#### Provided passage
>> begin

I had by yesterday’s post the pleasure of your letter of the 12th instant. The account you give me of the books you have read and studied is very agreeable to me. Let me request you to pursue my lord Coke. The first Institute you say you have diligently studied. Let me advise you to study the second, third, and fourth Institutes with equal diligence. My lord Coke is justly styled the oracle of the law, and whoever is master of his writings, is master of the laws of England. I should not have forgotten his Reports or his Entries. These, equally with his Institutes, demand and deserve the attention of the student.

It is a matter of curiosity rather than use, of speculation rather than practice, to contemplate what Mr. Selden calls the antiquæ legis facies. Yet I know a young mind as active and inquisitive as yours will not be easy without it. Horne, Bracton, Britton, Fleta, Thornton, Glanville, and Fortescue will exhibit to you this ancient face, and there you may contemplate all its beauties.

The Year-Books are also a great curiosity. You must make yourself sufficiently acquainted with law-french and with the abbreviated law-hand, to read and understand the cases reported in these books, when you have occasion to search a point. The French language will not only be necessary for you as a lawyer, but, if I mistake not, it will become every day more and more a necessary accomplishment of a gentleman in America.

There is another science, my dear Sir, that I must recommend to your most attentive consideration, and that is the Civil Law. You will find it so interspersed with history, oratory, law, politics, and war and commerce, that you will find advantages in it every day. Wood, Domat, Ayliffe, Taylor, ought to be read. But these should not suffice. You should go to the fountain-head, and drink deep of the Pierian spring. Justinian’s Institutes, and all the commentators upon them that you can find, you ought to read. The Civil Law will come as fast into fashion in America as the French language, and from the same causes.

I think myself much obliged to Mr. Martin for his politeness to you, and should advise you to accept of his kind offer, provided you do not find the practice of his office interferes too much with your studies, which I do not think it will.

>> end

#### Stored records
>> begin

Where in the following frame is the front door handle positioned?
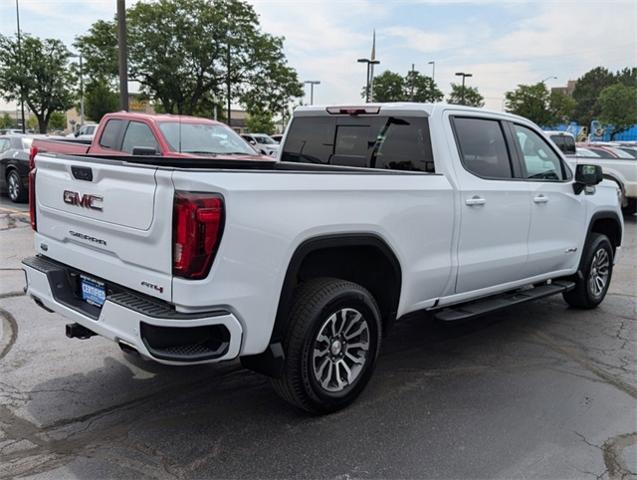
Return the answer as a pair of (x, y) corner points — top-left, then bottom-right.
(464, 195), (487, 207)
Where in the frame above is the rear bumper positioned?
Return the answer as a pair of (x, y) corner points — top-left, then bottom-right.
(22, 256), (243, 365)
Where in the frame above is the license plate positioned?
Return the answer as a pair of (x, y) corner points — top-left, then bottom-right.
(80, 275), (106, 307)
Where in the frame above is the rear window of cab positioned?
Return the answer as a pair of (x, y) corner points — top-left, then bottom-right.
(281, 115), (435, 172)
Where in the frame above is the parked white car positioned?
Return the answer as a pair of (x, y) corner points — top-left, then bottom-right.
(241, 133), (280, 157)
(23, 103), (623, 413)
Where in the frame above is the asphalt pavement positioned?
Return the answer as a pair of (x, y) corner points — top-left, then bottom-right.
(0, 202), (637, 479)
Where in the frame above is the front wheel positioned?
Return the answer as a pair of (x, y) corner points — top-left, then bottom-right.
(563, 233), (613, 309)
(272, 278), (381, 413)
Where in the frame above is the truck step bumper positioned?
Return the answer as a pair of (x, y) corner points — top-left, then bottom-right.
(23, 257), (243, 365)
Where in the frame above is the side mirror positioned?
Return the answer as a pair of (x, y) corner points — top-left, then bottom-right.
(131, 147), (157, 157)
(573, 164), (604, 195)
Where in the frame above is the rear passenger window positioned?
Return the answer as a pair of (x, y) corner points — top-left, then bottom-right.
(281, 115), (434, 172)
(513, 124), (564, 180)
(100, 119), (122, 149)
(453, 117), (513, 179)
(122, 122), (158, 153)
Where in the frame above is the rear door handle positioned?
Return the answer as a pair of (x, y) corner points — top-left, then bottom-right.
(464, 195), (487, 207)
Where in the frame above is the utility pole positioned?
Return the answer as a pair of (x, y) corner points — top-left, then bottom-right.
(226, 40), (232, 127)
(15, 0), (27, 133)
(456, 72), (473, 105)
(117, 0), (128, 111)
(357, 58), (380, 103)
(303, 80), (321, 105)
(71, 53), (84, 126)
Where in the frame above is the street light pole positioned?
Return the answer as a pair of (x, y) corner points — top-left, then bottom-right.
(303, 80), (321, 105)
(117, 0), (128, 111)
(15, 0), (27, 133)
(456, 72), (473, 105)
(80, 53), (84, 126)
(357, 58), (380, 103)
(71, 53), (84, 127)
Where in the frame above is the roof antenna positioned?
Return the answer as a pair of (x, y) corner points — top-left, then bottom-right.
(177, 113), (181, 153)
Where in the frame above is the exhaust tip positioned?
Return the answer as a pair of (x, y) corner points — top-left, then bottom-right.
(66, 323), (97, 340)
(117, 340), (139, 355)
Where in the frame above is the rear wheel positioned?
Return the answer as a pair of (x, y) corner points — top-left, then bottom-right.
(272, 278), (381, 413)
(622, 198), (637, 215)
(7, 170), (27, 203)
(563, 233), (613, 309)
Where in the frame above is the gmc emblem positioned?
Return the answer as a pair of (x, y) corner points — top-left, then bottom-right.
(63, 190), (104, 212)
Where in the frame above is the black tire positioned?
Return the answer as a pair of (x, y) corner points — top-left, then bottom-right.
(272, 278), (381, 414)
(7, 169), (29, 203)
(563, 233), (613, 309)
(622, 198), (637, 215)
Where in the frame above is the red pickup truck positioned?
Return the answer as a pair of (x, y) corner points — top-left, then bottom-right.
(33, 111), (272, 162)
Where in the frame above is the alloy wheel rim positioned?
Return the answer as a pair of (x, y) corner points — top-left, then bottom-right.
(588, 248), (610, 297)
(312, 308), (370, 393)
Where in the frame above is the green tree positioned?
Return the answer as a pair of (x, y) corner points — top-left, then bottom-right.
(504, 82), (552, 125)
(73, 20), (119, 86)
(573, 67), (615, 126)
(0, 34), (73, 133)
(76, 0), (303, 116)
(505, 82), (575, 126)
(49, 112), (66, 130)
(447, 83), (484, 107)
(549, 92), (577, 124)
(246, 112), (275, 135)
(0, 112), (15, 128)
(84, 79), (119, 122)
(27, 115), (38, 130)
(405, 70), (444, 102)
(361, 70), (405, 102)
(599, 83), (637, 140)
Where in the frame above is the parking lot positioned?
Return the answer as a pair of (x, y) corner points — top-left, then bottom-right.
(0, 201), (637, 479)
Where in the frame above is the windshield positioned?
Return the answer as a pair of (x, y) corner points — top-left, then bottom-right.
(159, 122), (256, 155)
(620, 148), (637, 158)
(551, 135), (575, 155)
(22, 137), (33, 150)
(609, 148), (635, 159)
(577, 147), (600, 158)
(253, 135), (276, 145)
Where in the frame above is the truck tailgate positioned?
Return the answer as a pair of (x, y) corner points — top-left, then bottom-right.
(35, 154), (173, 301)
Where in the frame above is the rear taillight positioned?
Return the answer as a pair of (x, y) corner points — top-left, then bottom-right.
(29, 147), (38, 232)
(173, 192), (224, 279)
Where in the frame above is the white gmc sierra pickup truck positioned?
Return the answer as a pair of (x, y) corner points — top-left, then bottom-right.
(24, 104), (623, 413)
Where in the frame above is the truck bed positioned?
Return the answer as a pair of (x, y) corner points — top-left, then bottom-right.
(47, 151), (436, 175)
(32, 137), (91, 155)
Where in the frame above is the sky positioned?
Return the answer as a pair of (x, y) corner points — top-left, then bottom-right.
(0, 0), (637, 110)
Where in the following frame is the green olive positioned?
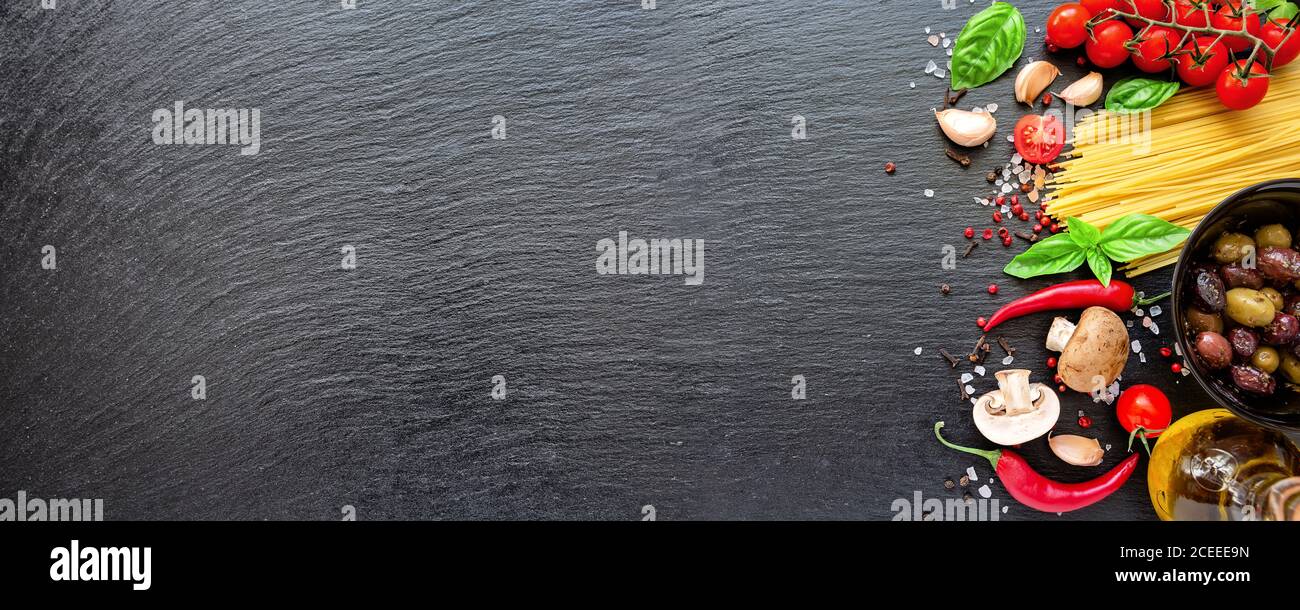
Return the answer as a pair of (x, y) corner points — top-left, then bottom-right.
(1255, 225), (1291, 248)
(1223, 287), (1277, 326)
(1251, 346), (1282, 375)
(1187, 307), (1223, 337)
(1260, 286), (1287, 311)
(1214, 233), (1255, 264)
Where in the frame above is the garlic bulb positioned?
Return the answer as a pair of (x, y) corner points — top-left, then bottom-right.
(935, 108), (997, 146)
(1048, 434), (1106, 466)
(1057, 72), (1101, 105)
(1015, 61), (1061, 105)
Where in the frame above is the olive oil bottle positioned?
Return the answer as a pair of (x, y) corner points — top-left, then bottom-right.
(1147, 408), (1300, 522)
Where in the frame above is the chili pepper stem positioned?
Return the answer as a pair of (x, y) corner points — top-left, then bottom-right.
(1134, 293), (1174, 307)
(935, 421), (1002, 471)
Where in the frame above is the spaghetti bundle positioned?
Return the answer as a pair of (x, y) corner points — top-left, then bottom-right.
(1045, 69), (1300, 276)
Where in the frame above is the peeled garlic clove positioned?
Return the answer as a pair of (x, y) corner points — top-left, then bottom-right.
(935, 108), (997, 146)
(1048, 434), (1106, 466)
(1057, 72), (1101, 105)
(1015, 61), (1061, 105)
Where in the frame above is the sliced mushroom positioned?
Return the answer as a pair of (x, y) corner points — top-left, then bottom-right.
(972, 368), (1061, 445)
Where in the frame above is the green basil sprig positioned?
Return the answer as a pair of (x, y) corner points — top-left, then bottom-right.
(953, 3), (1024, 91)
(1106, 78), (1180, 112)
(1002, 213), (1191, 286)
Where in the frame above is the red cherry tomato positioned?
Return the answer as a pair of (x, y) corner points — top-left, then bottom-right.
(1178, 36), (1230, 87)
(1174, 0), (1214, 27)
(1134, 26), (1182, 73)
(1214, 60), (1269, 111)
(1014, 114), (1065, 165)
(1084, 21), (1134, 68)
(1125, 0), (1169, 27)
(1210, 0), (1260, 53)
(1048, 3), (1092, 48)
(1115, 384), (1174, 438)
(1079, 0), (1127, 21)
(1260, 21), (1300, 69)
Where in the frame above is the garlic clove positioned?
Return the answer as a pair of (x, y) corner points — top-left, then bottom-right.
(935, 108), (997, 147)
(1057, 72), (1102, 105)
(1015, 61), (1061, 105)
(1048, 434), (1106, 466)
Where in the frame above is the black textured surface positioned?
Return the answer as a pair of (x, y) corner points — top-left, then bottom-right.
(0, 0), (1227, 520)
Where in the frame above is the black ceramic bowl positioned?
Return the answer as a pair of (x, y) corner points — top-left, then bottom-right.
(1173, 178), (1300, 432)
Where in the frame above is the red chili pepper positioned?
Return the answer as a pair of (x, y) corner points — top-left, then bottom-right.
(935, 421), (1141, 512)
(984, 280), (1169, 330)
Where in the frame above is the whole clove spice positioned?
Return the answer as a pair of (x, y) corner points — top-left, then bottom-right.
(997, 336), (1015, 356)
(939, 347), (957, 368)
(944, 148), (971, 168)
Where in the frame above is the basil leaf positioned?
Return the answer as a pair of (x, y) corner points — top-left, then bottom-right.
(1065, 217), (1101, 250)
(1097, 213), (1191, 263)
(1002, 233), (1084, 278)
(953, 3), (1024, 91)
(1106, 78), (1179, 112)
(1086, 247), (1110, 286)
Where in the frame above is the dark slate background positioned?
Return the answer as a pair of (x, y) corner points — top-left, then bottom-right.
(0, 0), (1210, 520)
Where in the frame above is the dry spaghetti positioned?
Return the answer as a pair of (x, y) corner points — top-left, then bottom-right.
(1045, 69), (1300, 276)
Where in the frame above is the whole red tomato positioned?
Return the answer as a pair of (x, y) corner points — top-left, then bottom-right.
(1115, 384), (1174, 438)
(1214, 60), (1269, 111)
(1260, 21), (1300, 69)
(1083, 21), (1134, 68)
(1134, 26), (1182, 73)
(1174, 0), (1214, 27)
(1210, 0), (1260, 53)
(1178, 36), (1230, 87)
(1048, 3), (1091, 48)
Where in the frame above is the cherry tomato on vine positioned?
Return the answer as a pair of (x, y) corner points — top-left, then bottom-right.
(1123, 0), (1169, 27)
(1210, 0), (1260, 53)
(1014, 113), (1065, 165)
(1048, 3), (1092, 48)
(1079, 0), (1128, 21)
(1178, 36), (1229, 87)
(1083, 21), (1134, 68)
(1174, 0), (1214, 27)
(1214, 60), (1269, 111)
(1260, 21), (1300, 69)
(1132, 26), (1182, 73)
(1115, 384), (1174, 438)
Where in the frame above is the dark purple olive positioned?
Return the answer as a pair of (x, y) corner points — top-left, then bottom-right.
(1219, 263), (1264, 290)
(1196, 333), (1232, 368)
(1260, 313), (1300, 345)
(1227, 326), (1260, 360)
(1232, 365), (1277, 395)
(1195, 268), (1227, 313)
(1255, 246), (1300, 282)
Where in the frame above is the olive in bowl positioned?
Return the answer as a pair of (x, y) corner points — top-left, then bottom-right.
(1171, 178), (1300, 432)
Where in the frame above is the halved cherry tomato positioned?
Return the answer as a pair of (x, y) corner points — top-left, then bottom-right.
(1048, 3), (1092, 48)
(1260, 21), (1300, 69)
(1214, 60), (1269, 111)
(1174, 0), (1214, 27)
(1178, 36), (1230, 87)
(1131, 26), (1182, 73)
(1210, 0), (1260, 53)
(1083, 21), (1134, 68)
(1014, 113), (1065, 165)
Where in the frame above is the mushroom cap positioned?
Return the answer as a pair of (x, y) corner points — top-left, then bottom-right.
(972, 384), (1061, 445)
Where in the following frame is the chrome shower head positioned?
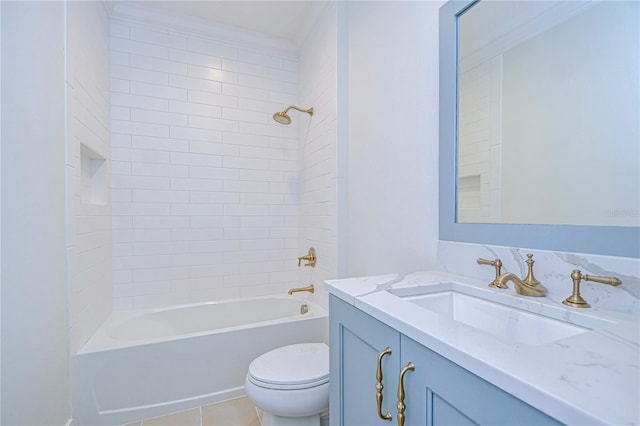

>> end

#### What this exercise asks
[A] Repeat a passage of the letter word for word, beginning at the words "It is a matter" and stopping after the words "all its beauties.".
[B] Summarize the letter in two sentences.
Use only the letter for what comes next.

#### Answers below
[A]
It is a matter of curiosity rather than use, of speculation rather than practice, to contemplate what Mr. Selden calls the antiquæ legis facies. Yet I know a young mind as active and inquisitive as yours will not be easy without it. Horne, Bracton, Britton, Fleta, Thornton, Glanville, and Fortescue will exhibit to you this ancient face, and there you may contemplate all its beauties.

[B] The writer welcomes the reader's account of their reading and urges study of all of Coke's Institutes, Reports, and Entries, along with the ancient legal authors, the Year-Books, law-french, and the French language. The writer also recommends the Civil Law, including Justinian's Institutes and their commentators, and advises accepting Mr. Martin's offer if the office work does not interfere too much with study.